**TASK INSTRUCTIONS**
**A)** In the portrait of Moataz Rageb, what led him to the Sociology Bachelor's programme? Answer in one to three sentences.
**B)** Resume the portrait of Moataz Rageb after its final line.

**SELECTED TEXT**
━━━━
Potrait of Moataz Rageb

Who: Moataz Rageb (1987)
Studied: Master's Degree in Sociology
First job: helping out in my father's restaurant.
Favourite place at the UvA: The Spinhuis, which no longer belongs to the UvA, unfortunately. It had such a nice, homey atmosphere.
Essential: fellow students to work with and to discuss the material with.

Moataz Rageb (1987) is a Master's student in Sociology. Moataz, born and bred in Amsterdam, took a gap year after finishing secondary school. He worked long hours and became increasingly fascinated by documentaries about what motivates people and how societies work. After a great deal of online research, he discovered that the Sociology Bachelor's was a perfect match for his newly developed interests. He is currently pursuing a specialisation through the one-year Master's programme in Sociology.

What was the deciding factor in your choice to enrol in the Sociology Bachelor's programme?
━━━━
**DATA EXCERPTS**
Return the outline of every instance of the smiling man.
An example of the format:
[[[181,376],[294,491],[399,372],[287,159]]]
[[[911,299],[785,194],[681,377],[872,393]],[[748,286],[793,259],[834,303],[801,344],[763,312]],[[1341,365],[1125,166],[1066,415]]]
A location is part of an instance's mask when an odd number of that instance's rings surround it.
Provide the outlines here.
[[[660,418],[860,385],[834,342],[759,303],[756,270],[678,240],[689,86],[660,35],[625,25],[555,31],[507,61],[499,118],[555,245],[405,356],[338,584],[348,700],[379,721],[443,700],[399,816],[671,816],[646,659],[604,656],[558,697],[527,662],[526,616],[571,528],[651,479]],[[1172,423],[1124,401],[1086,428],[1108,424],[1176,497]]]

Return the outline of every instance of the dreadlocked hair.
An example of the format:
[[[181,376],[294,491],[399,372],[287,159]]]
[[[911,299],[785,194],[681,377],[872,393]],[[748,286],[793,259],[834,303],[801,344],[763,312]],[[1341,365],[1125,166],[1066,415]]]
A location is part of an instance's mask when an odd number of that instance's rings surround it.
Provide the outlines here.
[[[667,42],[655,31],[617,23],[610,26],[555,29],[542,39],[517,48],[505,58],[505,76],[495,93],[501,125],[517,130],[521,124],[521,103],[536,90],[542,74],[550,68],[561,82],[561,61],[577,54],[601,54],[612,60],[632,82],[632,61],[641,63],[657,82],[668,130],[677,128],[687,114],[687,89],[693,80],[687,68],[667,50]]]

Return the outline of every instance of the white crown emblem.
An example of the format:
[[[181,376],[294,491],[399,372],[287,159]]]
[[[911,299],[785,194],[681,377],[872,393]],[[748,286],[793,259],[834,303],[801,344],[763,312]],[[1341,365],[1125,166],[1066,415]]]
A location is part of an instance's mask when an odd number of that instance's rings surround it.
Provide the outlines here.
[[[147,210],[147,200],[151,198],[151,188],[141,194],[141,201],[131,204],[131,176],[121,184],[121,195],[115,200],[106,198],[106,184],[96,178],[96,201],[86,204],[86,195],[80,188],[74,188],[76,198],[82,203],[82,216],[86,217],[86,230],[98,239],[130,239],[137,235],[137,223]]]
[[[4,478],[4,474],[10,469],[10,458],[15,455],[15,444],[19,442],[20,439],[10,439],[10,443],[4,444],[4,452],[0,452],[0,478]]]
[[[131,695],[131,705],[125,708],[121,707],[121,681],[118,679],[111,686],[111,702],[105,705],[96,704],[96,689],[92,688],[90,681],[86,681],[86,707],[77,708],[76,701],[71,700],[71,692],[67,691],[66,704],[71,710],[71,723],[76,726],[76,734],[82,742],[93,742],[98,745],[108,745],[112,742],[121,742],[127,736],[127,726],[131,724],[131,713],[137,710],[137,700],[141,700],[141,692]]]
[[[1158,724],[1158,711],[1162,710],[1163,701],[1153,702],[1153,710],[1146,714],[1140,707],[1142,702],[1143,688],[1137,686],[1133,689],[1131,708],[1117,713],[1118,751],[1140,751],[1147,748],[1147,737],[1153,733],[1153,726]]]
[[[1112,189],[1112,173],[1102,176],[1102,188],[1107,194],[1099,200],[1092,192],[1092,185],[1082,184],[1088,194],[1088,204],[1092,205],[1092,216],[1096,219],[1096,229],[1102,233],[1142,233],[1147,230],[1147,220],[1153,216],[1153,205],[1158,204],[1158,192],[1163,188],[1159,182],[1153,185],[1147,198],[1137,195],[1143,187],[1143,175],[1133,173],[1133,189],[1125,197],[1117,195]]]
━━━━
**REPLIES**
**A)** During his gap year after secondary school, Moataz worked long hours and grew increasingly fascinated by documentaries about what motivates people and how societies work. After extensive online research, he found that the Sociology Bachelor's was a perfect match for these newly developed interests.

**B)**
‘The Sociology programme at the UvA was the highest ranked in the Netherlands. That was all I needed to know; I started my Bachelor's programme in 2014. The programme offers you the tools and concepts with which you can look at society in a different way and with which you can better understand social processes. I now know that societies are much more complex than you might think.'

The Master's Week took away any doubts I may have had.

Do you find the study material dry? It's mostly learning from books, right?

‘Not at all. In the first year of Sociology, of course, you mainly learn about the great, classical thinkers and how they shaped the tradition of sociology into what it is today. In the second and third year, you start to specialise, and you have room to choose the courses that you find interesting. I chose courses related to urban sociology. That quickly teaches you how to conduct sociological research. I began participating in the project Vooruit! during my second year. The initiative is aimed at students who are given a place to live in exchange for doing social work. It gave me a chance to apply what I was learning straight away. To that end, it is important to me to find ways to connect this research to real life. It gives meaning to the material, and you are able to directly give something back to the community.'

The International Classroom really broadens your horizons.

Does the UvA do enough to keep you motivated?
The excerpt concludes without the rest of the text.